Scan the data. Collect each line that contains the word "bush".
:::::
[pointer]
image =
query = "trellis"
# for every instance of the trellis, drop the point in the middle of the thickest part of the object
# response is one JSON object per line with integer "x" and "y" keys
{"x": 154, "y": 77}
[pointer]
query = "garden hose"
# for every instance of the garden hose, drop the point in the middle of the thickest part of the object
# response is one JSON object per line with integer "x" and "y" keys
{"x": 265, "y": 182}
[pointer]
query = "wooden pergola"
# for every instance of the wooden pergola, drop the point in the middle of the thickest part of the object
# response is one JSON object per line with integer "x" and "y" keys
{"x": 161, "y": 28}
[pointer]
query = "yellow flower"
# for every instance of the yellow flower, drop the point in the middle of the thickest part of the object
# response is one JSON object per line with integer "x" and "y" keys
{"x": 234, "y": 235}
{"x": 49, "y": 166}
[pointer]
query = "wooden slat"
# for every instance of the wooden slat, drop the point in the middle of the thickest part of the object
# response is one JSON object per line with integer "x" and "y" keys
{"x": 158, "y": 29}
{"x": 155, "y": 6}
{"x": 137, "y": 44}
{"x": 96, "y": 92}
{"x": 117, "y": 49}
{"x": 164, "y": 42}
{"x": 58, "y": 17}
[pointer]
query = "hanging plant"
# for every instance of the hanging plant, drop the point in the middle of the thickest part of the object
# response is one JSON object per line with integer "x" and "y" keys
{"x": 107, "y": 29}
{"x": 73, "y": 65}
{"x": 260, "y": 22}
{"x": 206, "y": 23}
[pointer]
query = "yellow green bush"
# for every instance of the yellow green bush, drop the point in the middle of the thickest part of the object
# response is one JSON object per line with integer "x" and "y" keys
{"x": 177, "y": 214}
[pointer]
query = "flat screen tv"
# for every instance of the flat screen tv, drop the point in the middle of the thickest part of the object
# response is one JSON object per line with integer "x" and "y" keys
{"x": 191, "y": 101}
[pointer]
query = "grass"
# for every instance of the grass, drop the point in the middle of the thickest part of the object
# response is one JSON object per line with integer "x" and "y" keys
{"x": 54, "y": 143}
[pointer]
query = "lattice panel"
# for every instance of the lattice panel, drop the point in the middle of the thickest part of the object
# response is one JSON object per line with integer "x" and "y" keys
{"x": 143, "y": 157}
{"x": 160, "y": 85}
:::::
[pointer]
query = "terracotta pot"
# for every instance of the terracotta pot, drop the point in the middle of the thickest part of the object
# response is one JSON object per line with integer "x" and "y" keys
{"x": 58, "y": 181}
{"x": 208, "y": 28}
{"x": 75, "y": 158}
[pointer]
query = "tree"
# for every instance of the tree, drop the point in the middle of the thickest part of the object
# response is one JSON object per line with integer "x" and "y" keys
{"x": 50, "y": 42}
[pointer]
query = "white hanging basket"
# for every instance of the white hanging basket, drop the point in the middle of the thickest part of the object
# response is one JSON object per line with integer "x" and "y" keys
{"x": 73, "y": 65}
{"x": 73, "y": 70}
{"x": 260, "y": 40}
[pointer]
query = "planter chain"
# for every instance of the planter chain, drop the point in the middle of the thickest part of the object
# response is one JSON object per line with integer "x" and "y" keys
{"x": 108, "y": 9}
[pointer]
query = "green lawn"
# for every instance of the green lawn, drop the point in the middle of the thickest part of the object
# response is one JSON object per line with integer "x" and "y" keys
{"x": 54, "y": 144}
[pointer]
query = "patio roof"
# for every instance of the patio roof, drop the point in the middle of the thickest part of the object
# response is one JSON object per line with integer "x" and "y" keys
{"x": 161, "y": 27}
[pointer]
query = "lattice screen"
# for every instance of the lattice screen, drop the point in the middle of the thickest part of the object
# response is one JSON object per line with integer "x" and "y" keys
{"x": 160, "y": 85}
:::::
» Exercise solution
query = "yellow green bush"
# for every instance of the yellow green bush, drop the point in the middle of the thickest part of the object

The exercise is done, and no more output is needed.